(Selected text)
####################

Market behavior in the last decade has been notably different than the 80s and 90s, as a pair of major market collapses reshaped the perceptions of a new generation of investors. Exhibit 1 displays how the equity and bond markets have moved in conjunction. During the golden years, the blue dots generally leaned into Quadrant 2 (positive equity returns coupled with a declining rate environment). Since the turn of the century, rather than continuing to gravitate toward Quadrant 2, the markets have largely oscillated between Quadrant 1 and Quadrant 4.
Since the turn of the century, market volatility has taken US pension funded status for a roller coaster ride (Exhibit 2). The perfect storms of the tech bubble burst and the housing/financial crisis inflicted severe strains on corporate pensions. While risk markets eventually recovered after each sell-off, the funded status of the average pension was held back due to a combination of rates continuing to trend lower and the fact that assets were somewhat depleted by ongoing liability payments before they had a chance to recover.
Where Are We Going?
“It’s tough to make predictions, especially about the future.” —Yogi Berra
Slow and Low
Western Asset’s outlook for some time has been that rate levels would remain range-bound given that the US and global recovery would be a long and drawn out affair, and that inflationary pressures are still benign. Even though we are sufficiently removed from any threatening systemic risk emanating from the financial crisis, economic conditions will still need more time to normalize. With growth projected to remain low and the transmission mechanism for monetary policy still in disrepair, inflationary pressures remain at bay. This muted outlook for growth, coupled with the lack of any imminent risk of rising inflation (developed market central banks are currently more concerned with deflation), should keep interest rates low and mostly range-bound.

####################

(Entries)
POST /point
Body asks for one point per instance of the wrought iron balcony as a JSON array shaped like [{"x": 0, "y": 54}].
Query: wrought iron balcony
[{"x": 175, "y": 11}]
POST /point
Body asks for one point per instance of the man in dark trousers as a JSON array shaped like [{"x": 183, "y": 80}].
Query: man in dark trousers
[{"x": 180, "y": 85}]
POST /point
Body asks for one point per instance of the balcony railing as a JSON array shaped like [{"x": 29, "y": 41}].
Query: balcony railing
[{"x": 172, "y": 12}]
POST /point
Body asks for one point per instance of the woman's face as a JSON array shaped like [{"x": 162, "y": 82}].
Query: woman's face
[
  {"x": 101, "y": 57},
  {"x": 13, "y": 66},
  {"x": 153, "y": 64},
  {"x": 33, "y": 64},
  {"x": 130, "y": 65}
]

####################

In the pension markets commentary, repeat the portion between "Since the turn of the century, market" and "chance to recover.", inclusive, and switch "roller coaster ride" to "bumpy ride".

Since the turn of the century, market volatility has taken US pension funded status for a bumpy ride (Exhibit 2). The perfect storms of the tech bubble burst and the housing/financial crisis inflicted severe strains on corporate pensions. While risk markets eventually recovered after each sell-off, the funded status of the average pension was held back due to a combination of rates continuing to trend lower and the fact that assets were somewhat depleted by ongoing liability payments before they had a chance to recover.